### Provided passage
[Start of Attachment]

Location: Warmwater Aquaculture Research Unit
Title: Comparison of Channel and Blue Catfish Fed Diets Containing Various Levels of Protein Authors
|Li, M -|
|Robinson, E -|
|Tucker, C -|
|Oberle, D -|
Submitted to: Journal of the World Aquaculture Society
Publication Type: Peer Reviewed Journal
Publication Acceptance Date: November 1, 2008
Publication Date: January 1, 2009
Citation: Li, M.H., Robinson, E.H., Tucker, C.S., Oberle, D.F., Bosworth, B.G. 2009. Comparison of Channel and Blue Catfish Fed Diets Containing Various Levels of Protein. Journal of the World Aquaculture Society. 39:646-655. Interpretive Summary: Channel catfish represent perhaps 99% of commercially grown catfish in the USA. They possess a number of good qualities for aquaculture, including rapid growth, ease of spawning, tolerance to wide ranges of temperature and water quality, good product quality, and high consumer acceptance of the product. However, channel catfish have relatively non-uniform within-population growth rates, are adept at evading capture by seining, and are susceptible to certain species-specific diseases that cause millions of dollars in losses annually. As a result of increasing losses of channel catfish to diseases, and a partial return of the industry to single-batch culture, there has been renewed interest in the culture of blue catfish as an alternative aquaculture species. Development of blue catfish as a commercially significant aquaculture species will rely on adequate knowledge of the species nutritional requirements and proper feeding practices. Results from this study show that blue catfish can be successfully cultured in ponds under conditions similar to channel catfish, but there are some issues that may affect relative economic performance. The two main factors that we evaluated in our study indicate that blue catfish appear to require a higher dietary protein level and that fillet yield was reduced compared with channel catfish. Although total meat yield was higher in blue catfish, the primary market for catfish is the fillet market. A small difference in fillet yield can result in a considerable cumulative loss of revenue for catfish processors. Other factors that should be considered when evaluating blue versus channel catfish is the increased cost associated with the longer period to maturation and the potential benefits of increased resistance of blue catfish to diseases such as enteric septicemia of catfish, proliferative gill disease, and channel catfish virus disease reported in the literature.

[End of Attachment]

### Exercise A
Rewrite the paragraph of the catfish diet study record that begins "Citation: Li, M.H." as a brief bulleted list that keeps its main facts.
### Exercise B
Continue the catfish diet study record from its final sentence.

Stored dataset items
[Start of Attachment]

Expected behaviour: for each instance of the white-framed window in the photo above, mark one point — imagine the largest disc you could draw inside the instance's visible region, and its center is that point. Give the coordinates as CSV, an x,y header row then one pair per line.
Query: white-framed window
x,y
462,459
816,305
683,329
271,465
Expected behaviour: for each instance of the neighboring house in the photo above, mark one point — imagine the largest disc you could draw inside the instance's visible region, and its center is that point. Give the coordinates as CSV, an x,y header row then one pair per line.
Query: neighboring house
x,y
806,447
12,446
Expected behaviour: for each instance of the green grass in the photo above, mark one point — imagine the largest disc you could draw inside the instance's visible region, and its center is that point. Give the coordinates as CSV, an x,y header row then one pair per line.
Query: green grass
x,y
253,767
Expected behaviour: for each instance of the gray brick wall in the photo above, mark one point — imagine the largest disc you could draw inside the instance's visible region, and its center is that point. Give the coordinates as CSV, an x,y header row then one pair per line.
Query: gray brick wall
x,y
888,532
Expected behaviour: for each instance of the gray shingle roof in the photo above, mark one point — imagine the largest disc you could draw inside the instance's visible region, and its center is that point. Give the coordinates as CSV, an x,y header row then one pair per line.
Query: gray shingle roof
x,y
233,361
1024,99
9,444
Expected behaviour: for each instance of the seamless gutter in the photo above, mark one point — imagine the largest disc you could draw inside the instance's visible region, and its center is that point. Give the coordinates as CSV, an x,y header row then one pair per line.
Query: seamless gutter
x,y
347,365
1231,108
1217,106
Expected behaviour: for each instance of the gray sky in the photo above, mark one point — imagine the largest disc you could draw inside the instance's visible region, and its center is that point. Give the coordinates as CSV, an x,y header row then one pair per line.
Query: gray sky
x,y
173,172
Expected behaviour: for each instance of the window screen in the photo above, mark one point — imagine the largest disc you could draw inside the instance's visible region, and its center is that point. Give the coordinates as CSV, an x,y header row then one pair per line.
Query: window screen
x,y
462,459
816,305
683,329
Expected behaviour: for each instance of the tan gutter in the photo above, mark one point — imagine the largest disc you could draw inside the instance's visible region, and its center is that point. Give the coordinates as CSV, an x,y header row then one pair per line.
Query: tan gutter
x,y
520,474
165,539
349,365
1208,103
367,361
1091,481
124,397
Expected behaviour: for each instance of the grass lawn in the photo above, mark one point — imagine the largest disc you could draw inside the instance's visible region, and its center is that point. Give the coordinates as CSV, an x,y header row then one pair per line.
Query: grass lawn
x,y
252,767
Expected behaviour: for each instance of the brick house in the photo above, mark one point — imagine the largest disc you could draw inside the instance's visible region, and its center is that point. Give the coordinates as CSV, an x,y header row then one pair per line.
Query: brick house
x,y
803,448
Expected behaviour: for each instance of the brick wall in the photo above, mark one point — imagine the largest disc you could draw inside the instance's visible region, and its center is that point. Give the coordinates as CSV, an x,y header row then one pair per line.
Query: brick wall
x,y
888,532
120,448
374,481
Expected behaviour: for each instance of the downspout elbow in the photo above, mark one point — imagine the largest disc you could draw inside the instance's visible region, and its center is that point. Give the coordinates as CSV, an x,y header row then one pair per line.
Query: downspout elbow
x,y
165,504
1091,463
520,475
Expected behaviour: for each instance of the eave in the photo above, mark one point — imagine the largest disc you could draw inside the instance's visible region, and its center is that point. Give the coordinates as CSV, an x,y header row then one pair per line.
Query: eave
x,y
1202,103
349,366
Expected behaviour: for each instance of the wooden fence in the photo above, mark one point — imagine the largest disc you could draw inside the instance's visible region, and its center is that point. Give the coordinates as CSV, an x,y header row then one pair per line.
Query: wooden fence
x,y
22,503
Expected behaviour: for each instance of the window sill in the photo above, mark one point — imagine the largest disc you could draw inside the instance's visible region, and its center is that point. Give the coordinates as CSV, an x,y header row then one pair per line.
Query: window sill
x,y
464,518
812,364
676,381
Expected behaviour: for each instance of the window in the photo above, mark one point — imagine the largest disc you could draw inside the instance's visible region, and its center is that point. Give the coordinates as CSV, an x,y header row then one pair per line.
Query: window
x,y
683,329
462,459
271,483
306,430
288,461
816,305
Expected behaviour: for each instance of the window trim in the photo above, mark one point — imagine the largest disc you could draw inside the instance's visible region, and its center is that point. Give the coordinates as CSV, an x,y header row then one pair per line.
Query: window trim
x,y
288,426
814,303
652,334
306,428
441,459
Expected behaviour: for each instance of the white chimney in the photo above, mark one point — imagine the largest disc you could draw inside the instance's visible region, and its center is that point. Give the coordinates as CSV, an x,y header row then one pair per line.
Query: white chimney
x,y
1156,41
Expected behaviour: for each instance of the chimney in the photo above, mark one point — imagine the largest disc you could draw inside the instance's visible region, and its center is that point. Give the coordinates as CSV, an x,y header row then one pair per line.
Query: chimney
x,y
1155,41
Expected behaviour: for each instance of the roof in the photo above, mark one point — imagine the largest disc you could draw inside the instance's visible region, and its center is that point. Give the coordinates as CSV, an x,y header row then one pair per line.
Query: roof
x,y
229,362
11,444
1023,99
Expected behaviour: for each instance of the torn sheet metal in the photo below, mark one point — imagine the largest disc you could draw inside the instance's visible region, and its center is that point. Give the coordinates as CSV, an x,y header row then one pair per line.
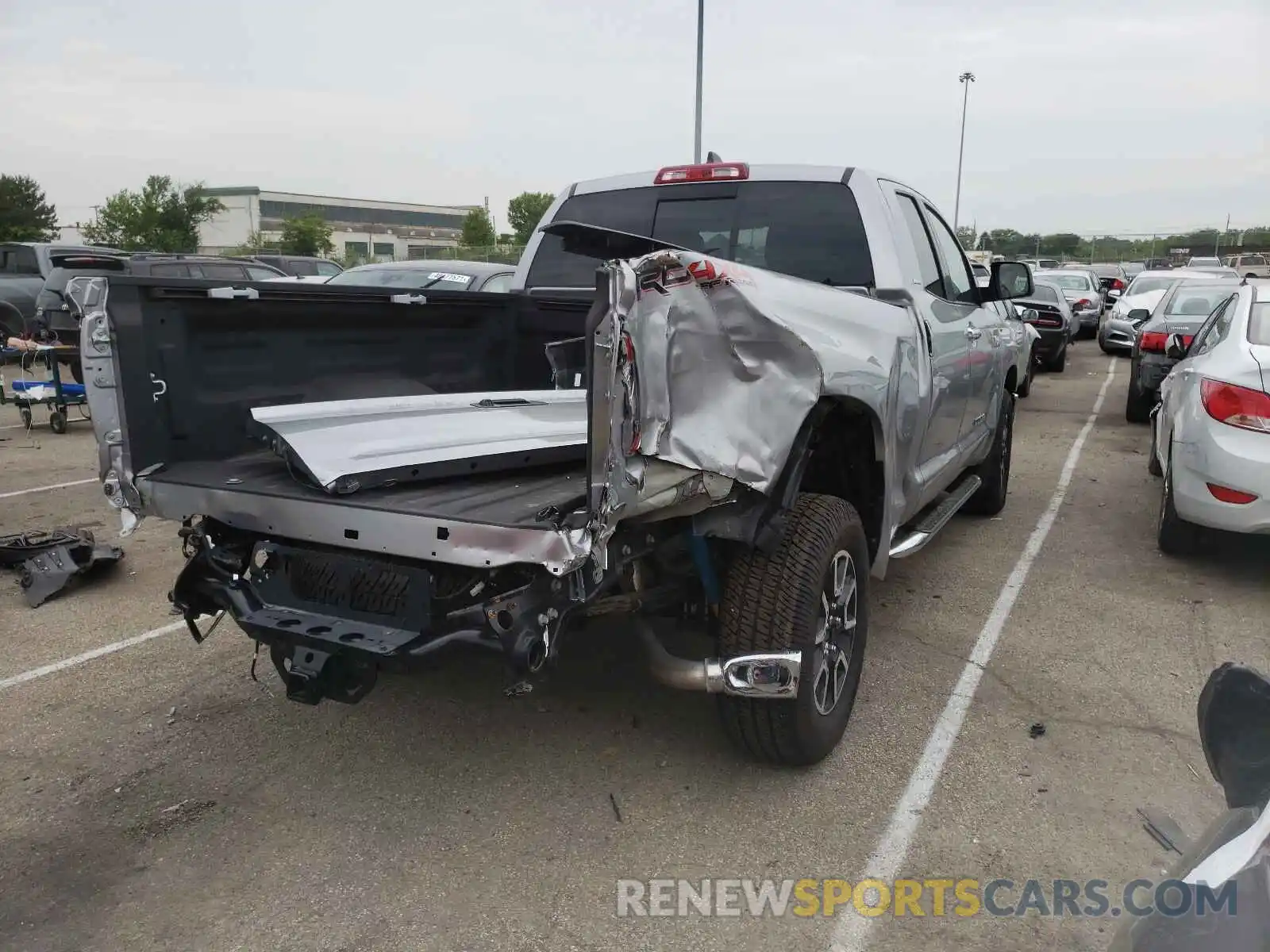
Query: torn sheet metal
x,y
51,562
349,444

[End of Attachment]

### Response box A
- Citation: Li, Robinson, Tucker, Oberle and Bosworth, 2009, "Comparison of Channel and Blue Catfish Fed Diets Containing Various Levels of Protein," Journal of the World Aquaculture Society 39:646-655.
- Channel catfish make up perhaps 99% of commercially grown catfish in the USA. They grow rapidly, spawn easily, tolerate wide temperature and water-quality ranges, and have good product quality and high consumer acceptance.
- Their drawbacks are non-uniform within-population growth, skill at evading seine capture, and susceptibility to species-specific diseases that cause millions of dollars in annual losses.
- Rising disease losses and a partial return to single-batch culture have renewed interest in blue catfish as an alternative species. Developing it commercially depends on knowing its nutritional requirements and proper feeding practices.
- The study found that blue catfish can be successfully pond-cultured under conditions similar to those used for channel catfish.
- Blue catfish appear to need a higher dietary protein level and have a lower fillet yield than channel catfish, although their total meat yield is higher.
- Because fillets are the primary market, a small difference in fillet yield can cost processors considerable cumulative revenue.
- Other factors to weigh are the higher cost of blue catfish's longer time to maturation and the reported benefit of its greater resistance to enteric septicemia of catfish, proliferative gill disease, and channel catfish virus disease.

### Response box B
Technical Abstract: A comparative study was conducted on growth and protein requirements of channel catfish, Ictalurus punctatus, and blue catfish, Ictalurus furcatus. Four diets containing 24, 28, 32, or 36% protein were fed to both channel (initial weight 6.9 g/fish) and blue (6.6 g/fish) catfish for two growing seasons. There were significant interactions between dietary protein and fish species for weight gain and feed conversion ratio (FCR). No significant differences were observed in weight gain of channel catfish fed various protein diets, whereas higher protein diets (32 and 36%) resulted in better weight gain in blue catfish than lower protein diets (24 and 28%). No consistent differences were observed in the FCR of channel catfish fed various levels of dietary protein, whereas significantly higher FCRs were noted in blue catfish fed the 24 and 28% protein diets compared with fish fed 32 and 36% protein diets. Regardless of dietary protein levels, blue catfish had higher carcass, nugget, and total meat yield, and higher fillet moisture and protein, but lower fillet yield and fillet fat. Regardless of fish species, fish fed the 36% protein diet had higher carcass, fillet, and total meat yield than fish fed the 28 and 32% protein diets, which in turn had higher yields than fish fed the 24% protein diet. It appears that blue catfish can be successfully cultured by feeding a 32% protein diet.